━━━ Extracted entries

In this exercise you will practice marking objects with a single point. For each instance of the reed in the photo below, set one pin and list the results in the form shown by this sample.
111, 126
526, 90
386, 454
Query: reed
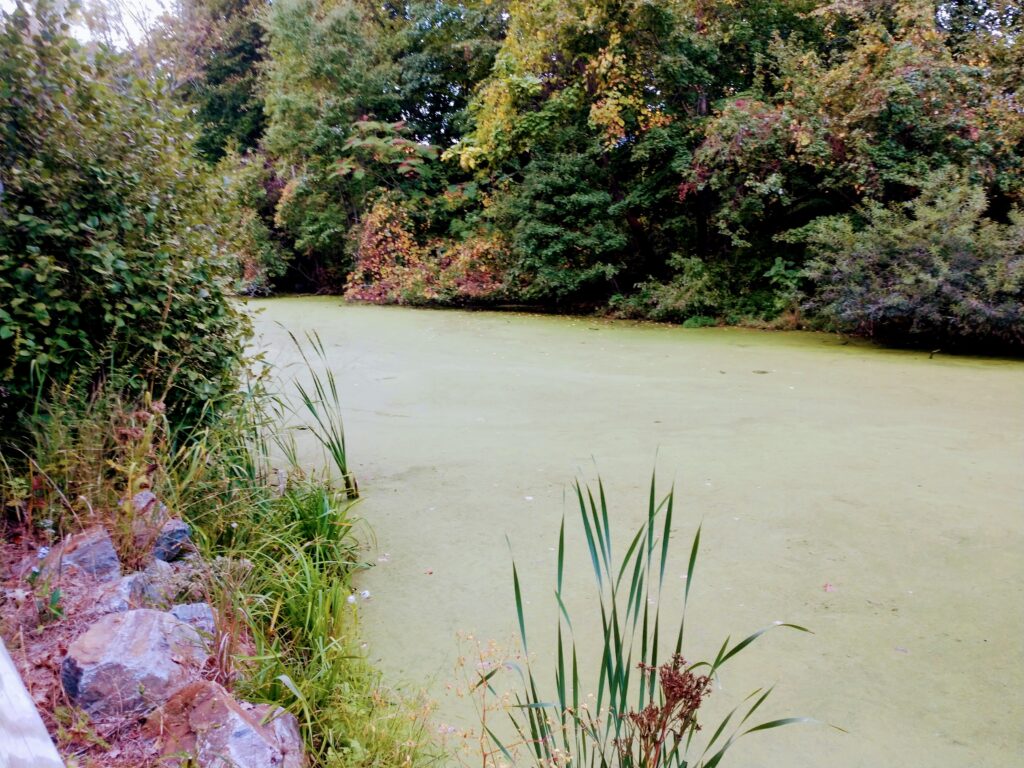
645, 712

━━━━━━
━━━ Extracted entries

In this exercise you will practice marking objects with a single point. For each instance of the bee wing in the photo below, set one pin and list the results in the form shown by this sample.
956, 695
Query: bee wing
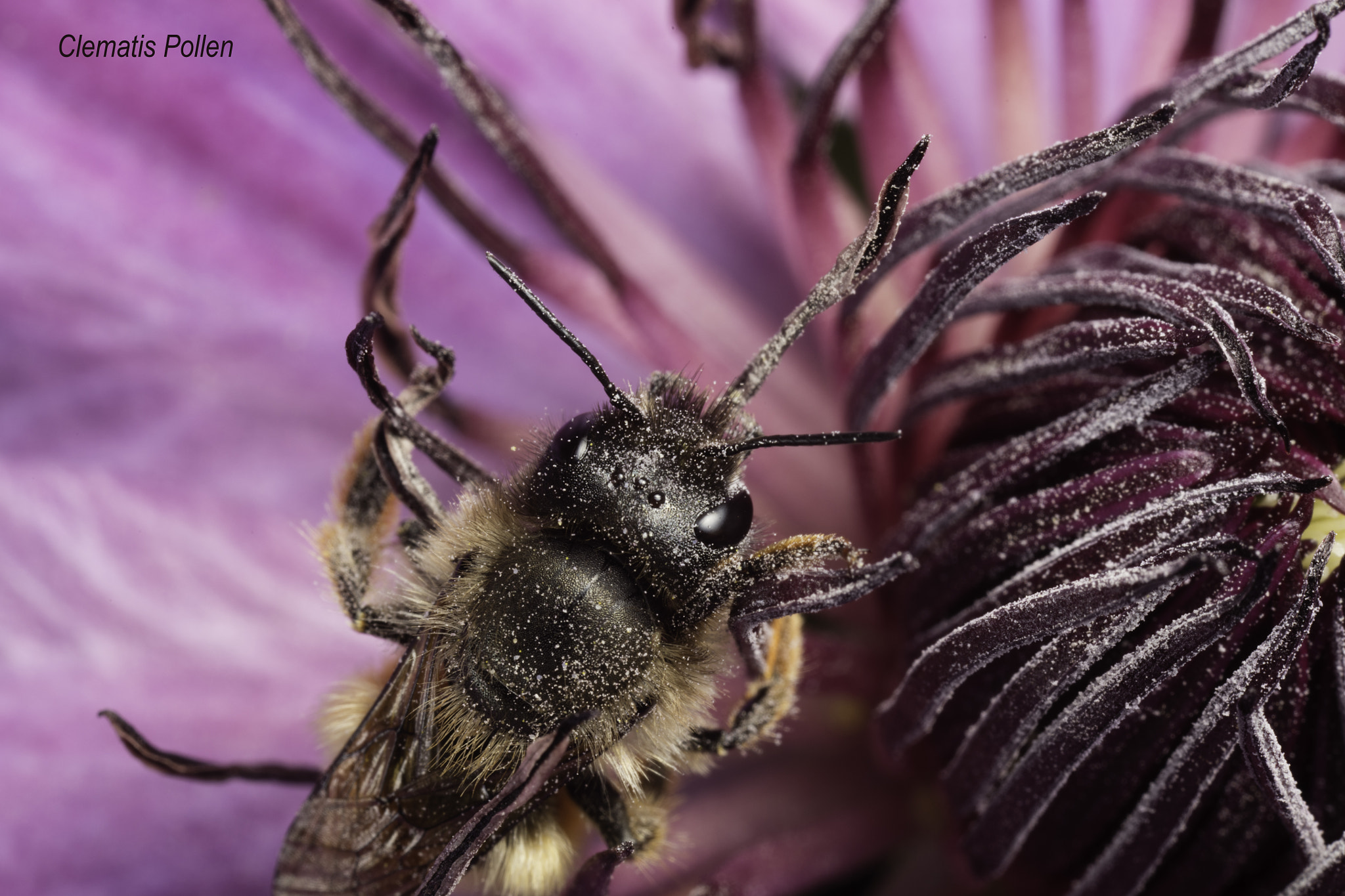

━━━━━━

Problem to solve —
Turn the data from the line with "the bee wing" up to and including the line with "Query: bee wing" into a Markdown table with the columns Row and Line. Number each line in Row and skip any blank lines.

Task result —
| Row | Line |
|---|---|
| 1 | In this exercise you will practice marking objects with a single point. For each instance of the bee wing in the photo below, set one pin and list the results in the form shown by this sample. |
| 2 | 956, 695 |
| 3 | Query: bee wing |